■ **PROVIDED DATA**:
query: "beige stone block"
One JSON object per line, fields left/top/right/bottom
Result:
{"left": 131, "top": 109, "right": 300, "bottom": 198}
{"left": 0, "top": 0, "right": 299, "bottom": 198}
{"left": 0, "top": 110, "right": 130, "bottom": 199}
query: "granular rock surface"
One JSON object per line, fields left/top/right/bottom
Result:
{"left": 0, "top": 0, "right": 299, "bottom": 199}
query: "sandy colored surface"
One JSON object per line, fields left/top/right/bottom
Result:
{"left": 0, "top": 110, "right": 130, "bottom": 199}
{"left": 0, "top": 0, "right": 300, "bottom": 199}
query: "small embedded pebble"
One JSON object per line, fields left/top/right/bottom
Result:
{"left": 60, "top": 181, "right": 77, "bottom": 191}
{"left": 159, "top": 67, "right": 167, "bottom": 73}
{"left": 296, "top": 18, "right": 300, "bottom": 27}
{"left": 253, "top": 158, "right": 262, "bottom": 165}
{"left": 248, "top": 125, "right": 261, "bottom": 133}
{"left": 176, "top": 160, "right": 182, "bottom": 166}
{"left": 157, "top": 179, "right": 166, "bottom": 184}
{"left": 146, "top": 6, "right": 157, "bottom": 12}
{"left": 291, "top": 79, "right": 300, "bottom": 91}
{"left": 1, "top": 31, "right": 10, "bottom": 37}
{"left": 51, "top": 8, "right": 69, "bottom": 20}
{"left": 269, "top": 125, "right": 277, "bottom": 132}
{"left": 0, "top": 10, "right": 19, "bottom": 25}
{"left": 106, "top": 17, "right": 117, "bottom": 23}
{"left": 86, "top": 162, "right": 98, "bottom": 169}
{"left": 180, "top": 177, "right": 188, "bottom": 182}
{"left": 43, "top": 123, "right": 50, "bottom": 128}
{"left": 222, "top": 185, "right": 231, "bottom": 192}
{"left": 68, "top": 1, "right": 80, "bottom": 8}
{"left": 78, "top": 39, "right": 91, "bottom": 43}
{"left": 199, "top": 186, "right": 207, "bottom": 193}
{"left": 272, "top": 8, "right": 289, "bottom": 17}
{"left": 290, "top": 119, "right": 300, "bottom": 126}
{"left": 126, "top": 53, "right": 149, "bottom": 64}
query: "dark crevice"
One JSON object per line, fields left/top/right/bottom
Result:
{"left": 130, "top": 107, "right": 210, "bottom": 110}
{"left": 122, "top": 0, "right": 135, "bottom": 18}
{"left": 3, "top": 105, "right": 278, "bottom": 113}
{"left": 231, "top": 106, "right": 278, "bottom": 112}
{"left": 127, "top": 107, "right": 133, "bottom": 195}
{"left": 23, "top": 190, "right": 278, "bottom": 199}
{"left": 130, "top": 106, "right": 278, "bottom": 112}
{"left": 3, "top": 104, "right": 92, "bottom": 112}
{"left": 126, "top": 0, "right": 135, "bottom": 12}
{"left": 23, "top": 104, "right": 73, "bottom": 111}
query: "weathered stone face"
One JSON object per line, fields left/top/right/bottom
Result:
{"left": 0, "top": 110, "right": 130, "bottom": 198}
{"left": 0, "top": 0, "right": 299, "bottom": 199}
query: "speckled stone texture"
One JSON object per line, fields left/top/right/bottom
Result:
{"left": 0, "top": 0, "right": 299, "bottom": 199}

■ **EXERCISE INSTRUCTIONS**:
Check every line above for the word "query" and copy those that have it.

■ **ANSWER BELOW**:
query: "beige stone block"
query: "granular rock surface"
query: "sandy colored surface"
query: "small embedded pebble"
query: "dark crevice"
query: "weathered stone face"
query: "speckled stone texture"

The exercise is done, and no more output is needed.